Aim: Rewrite the listing below with every "position" changed to "location" and everything else left as it is.

Material:
— Begin —

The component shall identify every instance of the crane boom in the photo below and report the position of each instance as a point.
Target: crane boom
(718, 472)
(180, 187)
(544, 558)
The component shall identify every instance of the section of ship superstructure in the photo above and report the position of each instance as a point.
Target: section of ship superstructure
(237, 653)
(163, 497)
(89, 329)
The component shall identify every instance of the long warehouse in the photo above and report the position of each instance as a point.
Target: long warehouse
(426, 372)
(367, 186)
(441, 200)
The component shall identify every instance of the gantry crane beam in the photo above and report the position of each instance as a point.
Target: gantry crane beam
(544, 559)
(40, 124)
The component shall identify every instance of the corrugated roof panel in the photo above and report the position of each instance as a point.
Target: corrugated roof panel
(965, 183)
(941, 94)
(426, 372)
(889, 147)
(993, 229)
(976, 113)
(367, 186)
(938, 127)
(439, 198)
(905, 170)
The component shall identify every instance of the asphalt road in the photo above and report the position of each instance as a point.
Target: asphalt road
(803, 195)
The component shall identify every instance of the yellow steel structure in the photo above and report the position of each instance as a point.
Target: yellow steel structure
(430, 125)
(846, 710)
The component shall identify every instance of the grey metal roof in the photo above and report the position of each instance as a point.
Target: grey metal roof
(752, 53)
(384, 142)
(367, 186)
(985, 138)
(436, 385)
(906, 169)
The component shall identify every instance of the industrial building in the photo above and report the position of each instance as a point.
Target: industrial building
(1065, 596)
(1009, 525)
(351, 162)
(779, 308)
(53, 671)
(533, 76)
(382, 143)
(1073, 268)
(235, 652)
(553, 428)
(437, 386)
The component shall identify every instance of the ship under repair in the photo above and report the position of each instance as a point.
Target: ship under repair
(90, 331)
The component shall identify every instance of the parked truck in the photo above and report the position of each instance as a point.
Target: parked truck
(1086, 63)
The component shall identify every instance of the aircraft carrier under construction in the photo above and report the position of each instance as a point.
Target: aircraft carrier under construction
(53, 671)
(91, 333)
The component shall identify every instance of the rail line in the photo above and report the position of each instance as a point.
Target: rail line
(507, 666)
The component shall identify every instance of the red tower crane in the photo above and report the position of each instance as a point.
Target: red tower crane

— End —

Exercise output:
The component shall identify every instance of the crane boom in the photo below and report the location of each instance as a point.
Target: crane boom
(718, 472)
(180, 187)
(544, 558)
The component shall identify every instance of the section of ship superstructure in the photo above and report the location of each instance as a point.
Target: section of ship superstructure
(237, 653)
(163, 497)
(89, 329)
The component shall identify every instance of the long warehouse in the photo above and report the location of each instance as a point.
Target: long warehouse
(426, 372)
(367, 186)
(441, 200)
The component shall identify every instance of the gantry crane beam in the photo above and report the location of each instance as a point.
Target: gantry crane beam
(544, 559)
(40, 124)
The component shall identify every instance of the corrugated roof panel in the photo above and report the location of each instance as a point.
Target: corrugated roof panel
(965, 183)
(941, 94)
(426, 372)
(889, 147)
(993, 229)
(976, 113)
(367, 186)
(938, 127)
(439, 198)
(905, 170)
The component shall identify every instance of the asphalt road in the photo above and report the location of each instance as a point.
Target: asphalt road
(803, 195)
The component shall identify every instance of the yellow steel structure in the photo above and report the location of each instance as a point.
Target: yellow steel structure
(430, 125)
(846, 710)
The component shall identify every instance of the grey metal roof in the photo above and report the location of each instance as a point.
Target: grey metal roof
(752, 53)
(384, 142)
(367, 186)
(985, 138)
(436, 385)
(906, 169)
The component shall identify every instance of the industrial building in the photo above and report the location of each instance as a point.
Target: industrial building
(1065, 596)
(1009, 525)
(351, 162)
(779, 308)
(53, 671)
(533, 76)
(382, 143)
(1073, 268)
(235, 652)
(553, 428)
(437, 386)
The component shall identify every instance of the ship under repair in the photo above and report the location of each instance as a point.
Target: ship under repair
(90, 331)
The component shall identify every instance of the parked truck in the photo above and report the location of each instance as a point.
Target: parked truck
(1086, 63)
The component shall identify every instance of the aircraft carrier under construction in the photo above and report the location of each instance as a point.
Target: aircraft carrier under construction
(53, 671)
(91, 333)
The component shall identify every instance of the rail line in the photo above and report the location of each instance as a point.
Target: rail line
(507, 666)
The component shall identify every instance of the red tower crane in the photo above and report the location of each instance as a point.
Target: red tower crane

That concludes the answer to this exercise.